All of the records below need to be copied exactly.

Object pointing dataset rows:
-------
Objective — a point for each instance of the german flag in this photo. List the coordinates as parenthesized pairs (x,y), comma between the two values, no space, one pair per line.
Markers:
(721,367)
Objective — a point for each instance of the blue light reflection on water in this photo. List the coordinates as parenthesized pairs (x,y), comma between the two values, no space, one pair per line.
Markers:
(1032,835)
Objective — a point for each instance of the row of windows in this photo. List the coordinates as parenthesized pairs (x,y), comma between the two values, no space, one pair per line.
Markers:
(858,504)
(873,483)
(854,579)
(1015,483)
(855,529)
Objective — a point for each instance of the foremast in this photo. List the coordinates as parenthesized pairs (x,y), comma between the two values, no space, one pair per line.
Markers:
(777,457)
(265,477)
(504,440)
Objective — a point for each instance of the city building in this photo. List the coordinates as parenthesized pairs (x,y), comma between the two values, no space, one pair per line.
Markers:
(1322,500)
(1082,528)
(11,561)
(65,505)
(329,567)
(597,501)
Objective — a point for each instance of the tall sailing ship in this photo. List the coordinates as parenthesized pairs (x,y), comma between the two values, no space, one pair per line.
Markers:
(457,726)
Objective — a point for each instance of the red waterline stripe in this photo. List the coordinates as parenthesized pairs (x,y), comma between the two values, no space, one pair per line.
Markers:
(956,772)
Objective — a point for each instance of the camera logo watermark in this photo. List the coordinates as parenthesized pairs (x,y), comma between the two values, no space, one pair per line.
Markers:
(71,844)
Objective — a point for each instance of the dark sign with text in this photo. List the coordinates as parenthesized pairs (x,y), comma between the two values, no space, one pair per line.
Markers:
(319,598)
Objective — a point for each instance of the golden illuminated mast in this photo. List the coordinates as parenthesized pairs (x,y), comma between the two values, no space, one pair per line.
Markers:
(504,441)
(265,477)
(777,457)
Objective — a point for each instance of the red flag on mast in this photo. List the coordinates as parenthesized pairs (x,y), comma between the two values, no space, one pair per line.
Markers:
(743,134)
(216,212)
-------
RESULT:
Objective — a point for each instance of the german flag in this photo. List the coordinates as parenthesized pairs (x,y), comma between the two values, no space, one pair per line.
Markers:
(721,367)
Objective — a point for each instance of the blue light reflection on water in this photo. List the coordinates as parenthesized pairs (x,y), comma between the two values, no space, one pair per line.
Markers:
(1032,835)
Objective — a point for each instance of the row of windows in this photo. List the coordinates as parenthesized pairs (x,y), comma between the two values, no space, one pair per line.
Markers:
(858,504)
(873,483)
(854,579)
(1015,483)
(855,529)
Objective — a point for each instance of the foremast in this photo. List the coordinates as parenthesized pairs (x,y), comma between the two values, no space, one pair per line.
Markers:
(777,457)
(265,477)
(504,440)
Objective — a point for each instance of the city building in this photo. List the coordinates as parenthesized pairs (x,y), comma between the two values, no space, one pair per line.
Markers:
(1322,500)
(1082,528)
(11,561)
(65,505)
(329,567)
(597,501)
Objective — a point for each instance of the tall sailing ship in this photo. List the coordinates as parenthesized pairs (x,y), comma between the two values, no space, one pair per line.
Markers:
(457,726)
Objective — a point for each instance of the red waterline stripe in this photo. List the coordinates as parenthesized pairs (x,y), comma between the two values, no space, one pair per line.
Markers:
(956,772)
Objective — a point for each instance of the camera logo watermark in this photo. List the coordinates as parenthesized pairs (x,y), comma between the two values, no space, one pair per line.
Markers:
(71,844)
Objective — a point for each instance of the dark sign with text in this photo. List the coordinates as parenthesized pairs (x,y), comma between the two values, no space, one pair per line.
Markers:
(319,598)
Objective — a point for each instance of the golden illuminated mast in this photo. List the coordinates as parenthesized pairs (x,y), comma between the two values, no space, one pair per line.
Markers:
(504,441)
(265,477)
(777,457)
Objective — a point for each instance of the red flag on mast in this photo. List the coordinates as parenthesized pairs (x,y), comma between the two values, no space, one pair per line.
Markers:
(743,134)
(216,212)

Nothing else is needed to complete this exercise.